## Aim
Copy out every line of the entries below that contains the word "petal".

* begin Available data *

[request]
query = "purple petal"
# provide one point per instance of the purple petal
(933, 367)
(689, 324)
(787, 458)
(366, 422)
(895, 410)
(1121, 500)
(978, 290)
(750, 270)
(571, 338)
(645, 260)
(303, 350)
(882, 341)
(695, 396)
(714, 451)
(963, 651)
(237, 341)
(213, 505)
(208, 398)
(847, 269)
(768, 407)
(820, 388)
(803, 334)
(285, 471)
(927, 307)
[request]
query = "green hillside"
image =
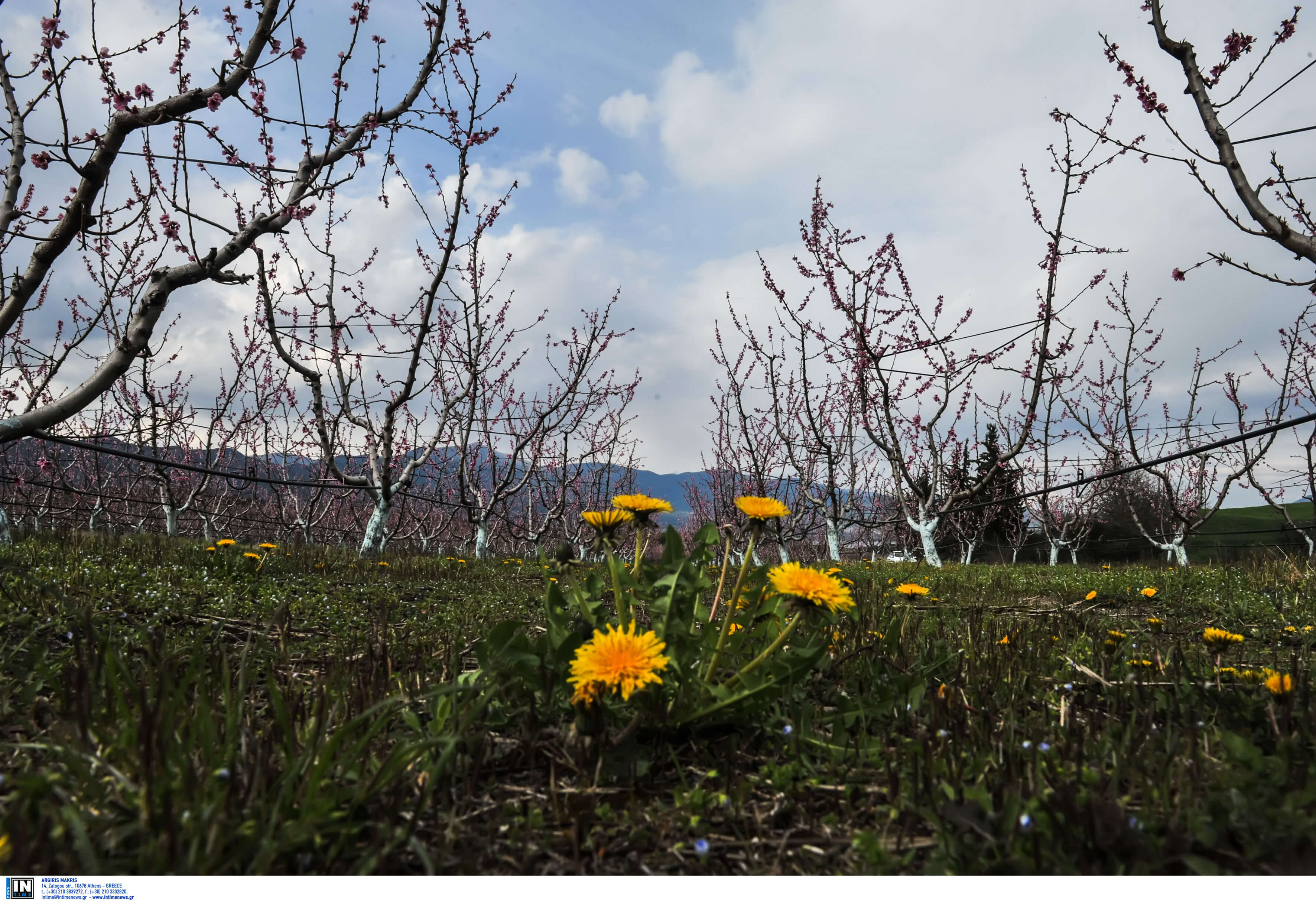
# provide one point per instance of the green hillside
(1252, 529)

* end Available data *
* begin Available data *

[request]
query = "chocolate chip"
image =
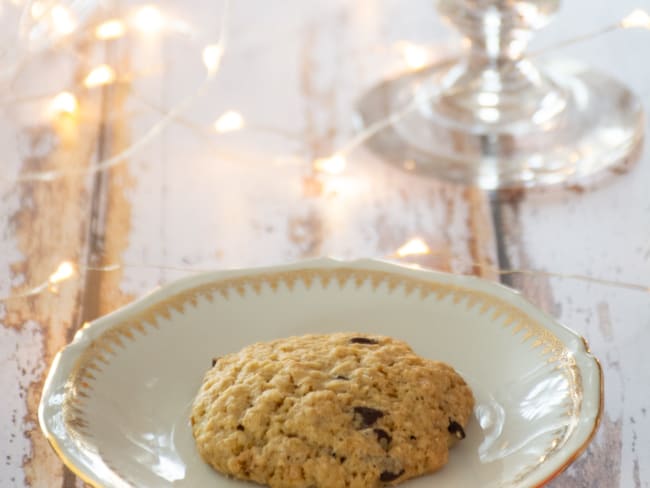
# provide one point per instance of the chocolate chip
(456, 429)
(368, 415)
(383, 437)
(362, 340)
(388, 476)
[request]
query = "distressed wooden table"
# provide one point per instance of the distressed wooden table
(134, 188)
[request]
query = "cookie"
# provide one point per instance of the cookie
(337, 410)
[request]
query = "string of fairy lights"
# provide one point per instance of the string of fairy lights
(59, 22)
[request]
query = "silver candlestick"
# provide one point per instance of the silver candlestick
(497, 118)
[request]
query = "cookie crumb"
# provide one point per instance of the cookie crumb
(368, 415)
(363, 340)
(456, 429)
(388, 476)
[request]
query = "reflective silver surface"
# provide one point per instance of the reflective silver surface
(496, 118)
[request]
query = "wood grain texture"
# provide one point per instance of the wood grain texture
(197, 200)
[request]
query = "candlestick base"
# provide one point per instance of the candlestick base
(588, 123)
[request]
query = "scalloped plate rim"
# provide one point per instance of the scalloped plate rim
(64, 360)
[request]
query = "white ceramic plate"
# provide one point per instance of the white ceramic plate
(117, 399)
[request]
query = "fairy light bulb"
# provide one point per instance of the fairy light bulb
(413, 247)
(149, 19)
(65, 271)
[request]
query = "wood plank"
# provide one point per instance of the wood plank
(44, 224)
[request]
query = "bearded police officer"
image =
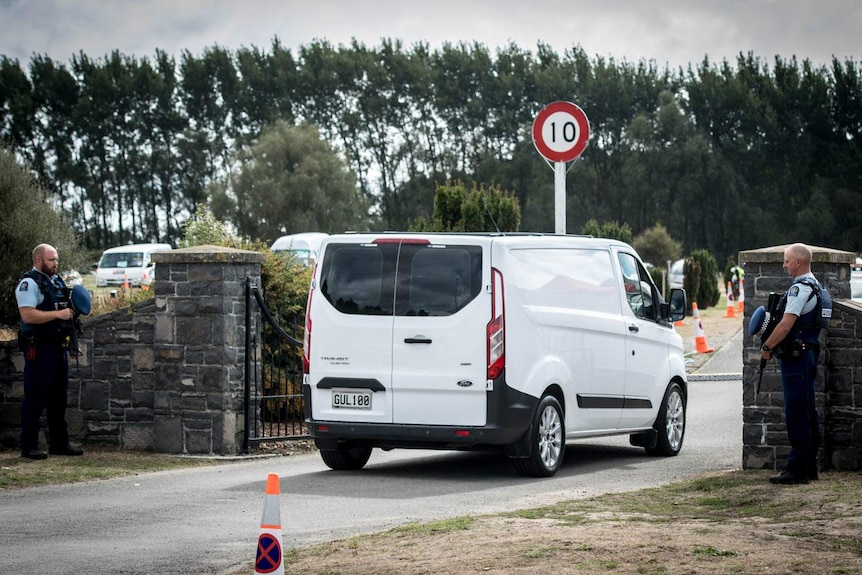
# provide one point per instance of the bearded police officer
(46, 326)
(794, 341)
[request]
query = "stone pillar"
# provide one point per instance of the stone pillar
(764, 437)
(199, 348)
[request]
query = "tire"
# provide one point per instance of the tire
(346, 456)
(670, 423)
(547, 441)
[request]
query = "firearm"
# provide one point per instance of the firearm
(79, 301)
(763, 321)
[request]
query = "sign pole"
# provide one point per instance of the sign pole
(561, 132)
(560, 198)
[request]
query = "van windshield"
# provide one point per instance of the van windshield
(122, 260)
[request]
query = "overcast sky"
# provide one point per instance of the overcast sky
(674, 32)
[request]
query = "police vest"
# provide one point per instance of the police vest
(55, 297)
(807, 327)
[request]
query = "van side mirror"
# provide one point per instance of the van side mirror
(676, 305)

* end Available data *

## Worked answer
query = "purple petal"
# provide one point per instance of the purple petal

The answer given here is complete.